- [Objective] Repeat word for word the lines from the one with "Where can you spot the green" to the one with "pixel 436 483", including both of those lines.

- [Available records]
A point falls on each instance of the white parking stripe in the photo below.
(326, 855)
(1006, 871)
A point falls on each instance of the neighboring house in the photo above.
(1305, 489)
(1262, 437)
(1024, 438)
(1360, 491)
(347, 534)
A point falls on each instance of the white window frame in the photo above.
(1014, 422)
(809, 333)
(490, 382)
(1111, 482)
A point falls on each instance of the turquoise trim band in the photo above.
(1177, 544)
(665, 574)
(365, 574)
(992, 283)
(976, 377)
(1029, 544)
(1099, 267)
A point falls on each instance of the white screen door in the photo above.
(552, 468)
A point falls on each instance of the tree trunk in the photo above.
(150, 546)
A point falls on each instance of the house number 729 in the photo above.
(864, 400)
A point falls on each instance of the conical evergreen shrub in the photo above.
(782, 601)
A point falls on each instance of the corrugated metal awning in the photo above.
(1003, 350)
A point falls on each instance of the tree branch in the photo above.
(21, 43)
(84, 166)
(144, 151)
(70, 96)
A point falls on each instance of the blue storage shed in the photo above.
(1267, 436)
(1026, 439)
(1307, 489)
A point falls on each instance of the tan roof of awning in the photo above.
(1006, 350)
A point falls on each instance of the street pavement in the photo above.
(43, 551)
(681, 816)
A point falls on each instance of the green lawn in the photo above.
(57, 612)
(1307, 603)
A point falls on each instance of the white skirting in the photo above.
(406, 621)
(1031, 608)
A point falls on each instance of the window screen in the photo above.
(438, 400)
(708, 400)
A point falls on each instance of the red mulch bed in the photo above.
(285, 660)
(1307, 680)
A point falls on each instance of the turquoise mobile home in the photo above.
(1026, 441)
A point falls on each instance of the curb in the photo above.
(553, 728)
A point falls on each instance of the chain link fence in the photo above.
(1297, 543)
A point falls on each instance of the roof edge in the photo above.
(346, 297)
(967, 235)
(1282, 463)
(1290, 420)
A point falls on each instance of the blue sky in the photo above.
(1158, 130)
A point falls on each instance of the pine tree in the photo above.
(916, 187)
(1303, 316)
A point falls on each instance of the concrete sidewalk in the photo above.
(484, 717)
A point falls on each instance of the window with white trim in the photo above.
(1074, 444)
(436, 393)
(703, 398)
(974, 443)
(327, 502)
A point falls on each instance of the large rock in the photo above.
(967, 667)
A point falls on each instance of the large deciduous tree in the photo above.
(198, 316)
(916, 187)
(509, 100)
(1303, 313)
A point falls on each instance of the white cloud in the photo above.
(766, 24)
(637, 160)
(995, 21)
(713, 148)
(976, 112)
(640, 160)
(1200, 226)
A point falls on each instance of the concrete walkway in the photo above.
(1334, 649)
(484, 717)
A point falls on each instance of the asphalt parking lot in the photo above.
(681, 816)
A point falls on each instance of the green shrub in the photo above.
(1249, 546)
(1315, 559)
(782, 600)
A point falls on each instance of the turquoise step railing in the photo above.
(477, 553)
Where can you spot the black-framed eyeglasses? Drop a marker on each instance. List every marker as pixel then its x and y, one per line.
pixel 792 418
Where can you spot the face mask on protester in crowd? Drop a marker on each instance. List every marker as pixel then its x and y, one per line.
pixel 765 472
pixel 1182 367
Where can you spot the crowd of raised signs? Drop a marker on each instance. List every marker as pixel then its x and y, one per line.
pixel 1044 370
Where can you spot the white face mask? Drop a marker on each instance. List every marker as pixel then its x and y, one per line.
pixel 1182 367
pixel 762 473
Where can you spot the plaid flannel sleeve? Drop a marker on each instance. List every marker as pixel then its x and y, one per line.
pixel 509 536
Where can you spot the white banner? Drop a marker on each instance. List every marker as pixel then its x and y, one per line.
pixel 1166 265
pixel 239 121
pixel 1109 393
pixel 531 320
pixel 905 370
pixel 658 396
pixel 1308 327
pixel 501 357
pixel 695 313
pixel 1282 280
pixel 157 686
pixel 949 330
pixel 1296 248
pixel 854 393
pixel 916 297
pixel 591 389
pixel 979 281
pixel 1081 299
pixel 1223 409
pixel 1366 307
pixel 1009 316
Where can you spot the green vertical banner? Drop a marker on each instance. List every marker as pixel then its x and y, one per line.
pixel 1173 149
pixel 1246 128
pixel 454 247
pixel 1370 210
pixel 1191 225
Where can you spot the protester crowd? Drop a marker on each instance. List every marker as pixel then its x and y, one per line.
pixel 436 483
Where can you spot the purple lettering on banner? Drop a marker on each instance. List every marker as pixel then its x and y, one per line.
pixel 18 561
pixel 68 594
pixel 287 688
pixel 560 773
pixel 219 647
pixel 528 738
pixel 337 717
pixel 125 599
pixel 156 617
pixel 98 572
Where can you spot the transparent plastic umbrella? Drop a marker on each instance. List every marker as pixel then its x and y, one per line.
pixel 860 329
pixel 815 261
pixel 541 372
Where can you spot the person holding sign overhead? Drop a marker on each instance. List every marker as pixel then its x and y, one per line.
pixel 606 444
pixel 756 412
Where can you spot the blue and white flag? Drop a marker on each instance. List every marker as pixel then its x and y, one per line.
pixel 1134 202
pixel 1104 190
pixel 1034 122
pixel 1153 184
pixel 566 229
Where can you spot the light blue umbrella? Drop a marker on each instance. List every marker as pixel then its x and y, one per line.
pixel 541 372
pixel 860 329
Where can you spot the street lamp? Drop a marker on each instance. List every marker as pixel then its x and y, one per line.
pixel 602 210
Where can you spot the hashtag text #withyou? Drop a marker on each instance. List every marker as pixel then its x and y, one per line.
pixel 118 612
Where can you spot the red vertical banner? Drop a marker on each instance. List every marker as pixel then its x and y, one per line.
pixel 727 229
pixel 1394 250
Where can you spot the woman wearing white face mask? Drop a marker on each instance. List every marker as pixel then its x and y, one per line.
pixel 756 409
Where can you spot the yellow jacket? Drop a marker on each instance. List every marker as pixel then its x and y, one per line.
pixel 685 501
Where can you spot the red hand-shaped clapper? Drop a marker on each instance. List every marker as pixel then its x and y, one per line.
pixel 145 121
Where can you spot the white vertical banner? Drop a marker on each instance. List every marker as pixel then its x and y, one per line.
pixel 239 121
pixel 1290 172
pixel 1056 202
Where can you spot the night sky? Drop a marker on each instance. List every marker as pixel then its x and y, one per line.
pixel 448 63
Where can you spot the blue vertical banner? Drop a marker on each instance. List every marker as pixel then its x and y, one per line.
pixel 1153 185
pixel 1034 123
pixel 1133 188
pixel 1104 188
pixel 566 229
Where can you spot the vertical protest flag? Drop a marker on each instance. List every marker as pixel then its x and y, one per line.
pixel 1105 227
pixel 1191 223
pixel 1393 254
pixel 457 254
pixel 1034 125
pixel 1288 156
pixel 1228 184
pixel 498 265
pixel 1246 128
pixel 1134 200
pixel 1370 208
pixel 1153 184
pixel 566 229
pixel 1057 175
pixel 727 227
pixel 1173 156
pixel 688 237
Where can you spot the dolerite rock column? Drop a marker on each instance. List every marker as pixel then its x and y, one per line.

- [Answer to the exercise]
Where can you spot the green vertical banner? Drop a marker on each instance. List every marker as pixel then its x and y, one per line.
pixel 1173 149
pixel 1246 128
pixel 454 247
pixel 1370 210
pixel 1191 225
Where can you spot the protester crowd? Drop a marker on each instance. List every marker as pixel then its x and y, one per line.
pixel 436 483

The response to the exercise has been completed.